··· TASK INPUT

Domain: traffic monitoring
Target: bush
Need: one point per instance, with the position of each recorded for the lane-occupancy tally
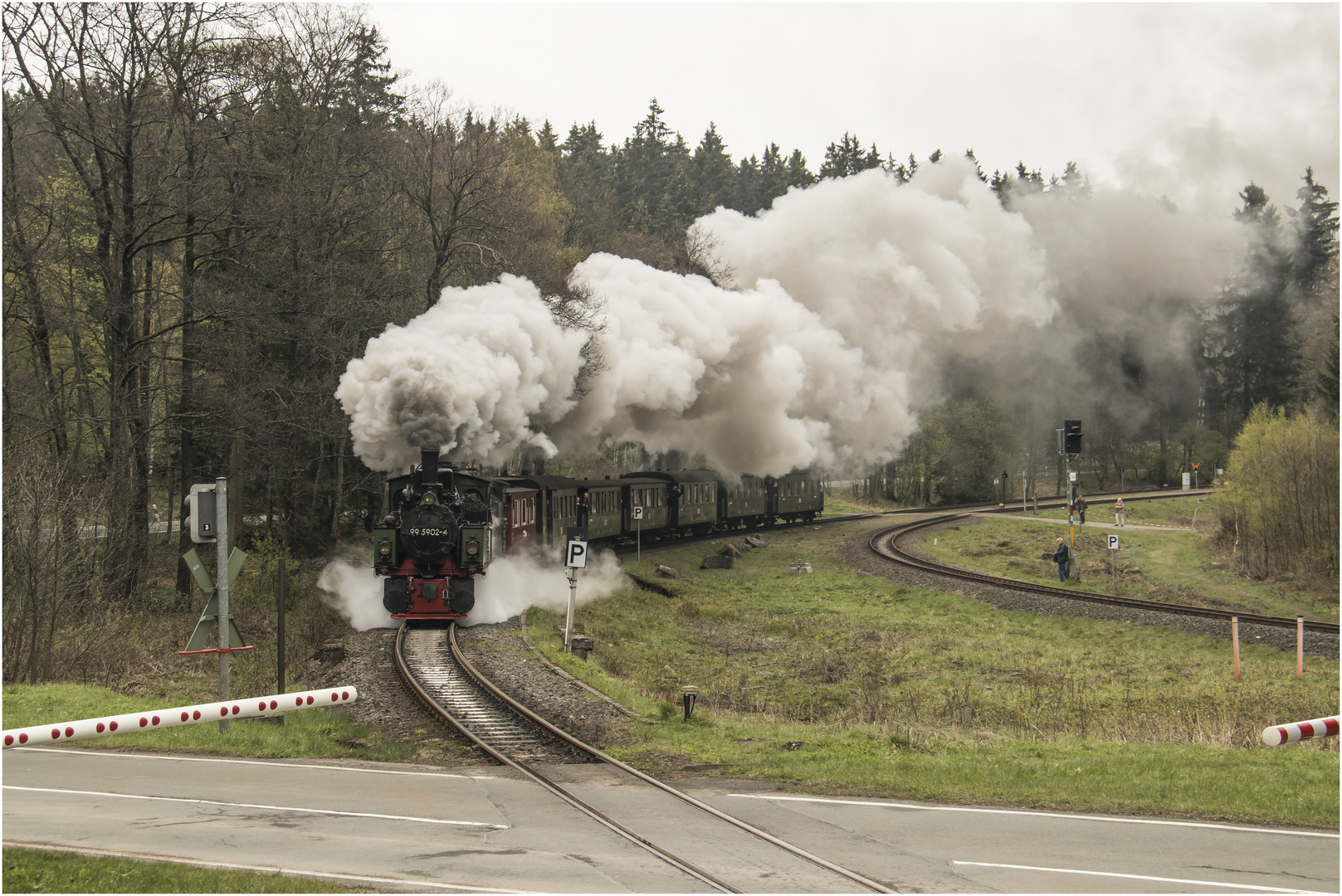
(1281, 506)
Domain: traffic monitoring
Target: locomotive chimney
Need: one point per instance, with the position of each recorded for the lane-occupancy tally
(428, 465)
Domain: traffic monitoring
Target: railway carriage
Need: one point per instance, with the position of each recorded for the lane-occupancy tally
(798, 498)
(443, 526)
(745, 504)
(556, 506)
(651, 495)
(691, 499)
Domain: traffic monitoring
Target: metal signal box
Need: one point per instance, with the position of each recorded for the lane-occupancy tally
(203, 515)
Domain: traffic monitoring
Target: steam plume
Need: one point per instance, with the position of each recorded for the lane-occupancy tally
(510, 587)
(847, 295)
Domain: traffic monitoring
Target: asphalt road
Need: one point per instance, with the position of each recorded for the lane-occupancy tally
(417, 829)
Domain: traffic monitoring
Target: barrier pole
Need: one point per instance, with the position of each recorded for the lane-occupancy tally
(1300, 647)
(1235, 641)
(1296, 731)
(267, 706)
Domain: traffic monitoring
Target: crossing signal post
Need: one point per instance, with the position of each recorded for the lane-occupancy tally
(1070, 446)
(208, 522)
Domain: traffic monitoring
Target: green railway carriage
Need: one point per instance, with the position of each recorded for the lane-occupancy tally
(745, 504)
(691, 498)
(798, 497)
(602, 507)
(651, 495)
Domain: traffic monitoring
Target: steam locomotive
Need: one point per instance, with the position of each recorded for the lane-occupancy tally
(443, 526)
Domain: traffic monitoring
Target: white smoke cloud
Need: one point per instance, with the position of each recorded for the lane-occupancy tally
(850, 294)
(478, 376)
(357, 593)
(520, 581)
(511, 585)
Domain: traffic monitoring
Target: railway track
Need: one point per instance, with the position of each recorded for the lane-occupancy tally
(885, 543)
(434, 667)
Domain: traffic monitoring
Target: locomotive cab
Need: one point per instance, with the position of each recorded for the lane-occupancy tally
(432, 542)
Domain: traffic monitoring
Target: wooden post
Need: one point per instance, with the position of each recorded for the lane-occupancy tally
(280, 665)
(1300, 647)
(1235, 643)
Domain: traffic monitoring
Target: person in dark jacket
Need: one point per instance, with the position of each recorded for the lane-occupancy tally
(1061, 558)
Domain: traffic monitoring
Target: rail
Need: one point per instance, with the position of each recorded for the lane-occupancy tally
(478, 733)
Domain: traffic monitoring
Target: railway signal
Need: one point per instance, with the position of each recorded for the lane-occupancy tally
(1070, 446)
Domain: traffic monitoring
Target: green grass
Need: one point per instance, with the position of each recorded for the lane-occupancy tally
(38, 871)
(306, 733)
(1156, 565)
(852, 684)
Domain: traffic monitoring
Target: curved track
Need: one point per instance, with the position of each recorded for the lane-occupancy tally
(885, 543)
(437, 671)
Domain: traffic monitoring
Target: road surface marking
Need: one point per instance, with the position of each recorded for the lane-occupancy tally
(1042, 815)
(252, 805)
(265, 869)
(248, 762)
(1159, 880)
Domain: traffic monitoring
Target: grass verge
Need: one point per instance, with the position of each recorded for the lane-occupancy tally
(854, 684)
(39, 871)
(1172, 565)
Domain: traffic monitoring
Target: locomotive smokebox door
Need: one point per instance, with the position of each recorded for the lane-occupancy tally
(462, 595)
(396, 596)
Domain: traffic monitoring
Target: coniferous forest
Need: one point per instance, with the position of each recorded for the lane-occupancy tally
(211, 208)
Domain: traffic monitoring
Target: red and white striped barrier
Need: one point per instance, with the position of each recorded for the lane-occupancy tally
(1326, 728)
(248, 709)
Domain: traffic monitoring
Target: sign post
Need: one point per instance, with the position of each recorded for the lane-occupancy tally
(1113, 560)
(637, 517)
(222, 592)
(574, 557)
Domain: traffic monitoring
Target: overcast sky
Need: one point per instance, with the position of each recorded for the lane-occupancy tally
(1192, 101)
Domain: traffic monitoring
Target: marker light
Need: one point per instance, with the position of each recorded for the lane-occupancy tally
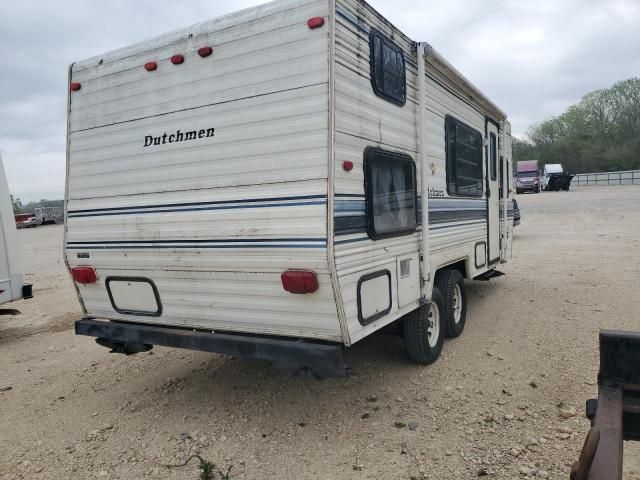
(315, 22)
(299, 281)
(205, 51)
(84, 274)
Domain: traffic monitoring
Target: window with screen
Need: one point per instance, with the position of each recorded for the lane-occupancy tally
(493, 167)
(464, 159)
(388, 77)
(390, 193)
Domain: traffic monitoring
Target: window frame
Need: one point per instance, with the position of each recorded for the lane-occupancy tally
(378, 90)
(369, 157)
(451, 162)
(493, 156)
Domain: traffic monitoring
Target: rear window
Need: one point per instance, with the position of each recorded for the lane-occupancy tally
(388, 77)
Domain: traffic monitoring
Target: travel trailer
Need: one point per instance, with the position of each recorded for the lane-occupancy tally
(280, 183)
(49, 215)
(12, 284)
(528, 177)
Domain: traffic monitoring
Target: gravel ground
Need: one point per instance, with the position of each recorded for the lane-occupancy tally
(488, 407)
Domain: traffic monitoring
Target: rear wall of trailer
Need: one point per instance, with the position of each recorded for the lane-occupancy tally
(213, 219)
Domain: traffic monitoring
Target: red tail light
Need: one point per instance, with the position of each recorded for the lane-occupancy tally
(315, 22)
(84, 274)
(299, 281)
(205, 51)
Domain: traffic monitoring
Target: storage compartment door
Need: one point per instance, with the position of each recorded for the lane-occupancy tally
(408, 275)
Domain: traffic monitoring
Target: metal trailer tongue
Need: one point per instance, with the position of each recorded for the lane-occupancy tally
(615, 415)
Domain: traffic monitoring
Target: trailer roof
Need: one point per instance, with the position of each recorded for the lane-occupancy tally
(433, 58)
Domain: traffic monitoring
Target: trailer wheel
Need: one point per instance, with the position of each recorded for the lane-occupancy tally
(451, 284)
(424, 331)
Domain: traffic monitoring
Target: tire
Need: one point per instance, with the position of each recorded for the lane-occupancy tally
(423, 341)
(451, 284)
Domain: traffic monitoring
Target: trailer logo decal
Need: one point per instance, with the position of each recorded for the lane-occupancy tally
(178, 136)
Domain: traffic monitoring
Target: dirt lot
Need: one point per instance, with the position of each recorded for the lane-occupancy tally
(488, 407)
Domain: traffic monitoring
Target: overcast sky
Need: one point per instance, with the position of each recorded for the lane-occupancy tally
(531, 57)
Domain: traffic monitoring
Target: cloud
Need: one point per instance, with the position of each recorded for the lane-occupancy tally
(531, 57)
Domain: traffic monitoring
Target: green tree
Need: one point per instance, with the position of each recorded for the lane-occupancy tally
(599, 133)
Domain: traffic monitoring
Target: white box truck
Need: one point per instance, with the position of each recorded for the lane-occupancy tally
(281, 183)
(12, 284)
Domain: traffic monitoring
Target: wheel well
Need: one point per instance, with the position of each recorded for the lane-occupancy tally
(460, 265)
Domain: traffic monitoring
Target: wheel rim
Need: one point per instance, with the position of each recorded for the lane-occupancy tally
(457, 303)
(433, 324)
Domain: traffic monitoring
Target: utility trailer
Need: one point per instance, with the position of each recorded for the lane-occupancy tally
(281, 183)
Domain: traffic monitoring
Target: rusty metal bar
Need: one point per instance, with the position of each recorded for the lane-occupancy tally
(607, 463)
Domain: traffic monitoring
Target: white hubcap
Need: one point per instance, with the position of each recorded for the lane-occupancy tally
(433, 324)
(457, 304)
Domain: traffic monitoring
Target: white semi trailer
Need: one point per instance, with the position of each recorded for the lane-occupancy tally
(12, 284)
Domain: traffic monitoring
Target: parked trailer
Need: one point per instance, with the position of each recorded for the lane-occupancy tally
(257, 185)
(528, 176)
(12, 284)
(554, 178)
(49, 215)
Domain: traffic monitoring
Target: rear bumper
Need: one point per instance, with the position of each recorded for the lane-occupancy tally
(322, 358)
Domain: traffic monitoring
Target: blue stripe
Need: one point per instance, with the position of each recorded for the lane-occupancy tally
(175, 244)
(130, 247)
(191, 204)
(237, 240)
(166, 210)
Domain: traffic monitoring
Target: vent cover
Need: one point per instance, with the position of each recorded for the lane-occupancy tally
(405, 267)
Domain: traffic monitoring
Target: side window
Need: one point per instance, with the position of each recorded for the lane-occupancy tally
(388, 76)
(494, 154)
(390, 193)
(464, 158)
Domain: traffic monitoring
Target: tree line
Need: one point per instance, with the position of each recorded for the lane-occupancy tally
(600, 133)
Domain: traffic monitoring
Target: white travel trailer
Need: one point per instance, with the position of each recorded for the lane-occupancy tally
(12, 284)
(257, 185)
(47, 215)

······

AIM OF THE TASK: Find every line in the entries that contains the string "locomotive", and copy each of those lines. Case counts.

TASK RESPONSE:
Target: locomotive chimney
Target: steam locomotive
Target: locomotive cab
Target: locomotive smokebox door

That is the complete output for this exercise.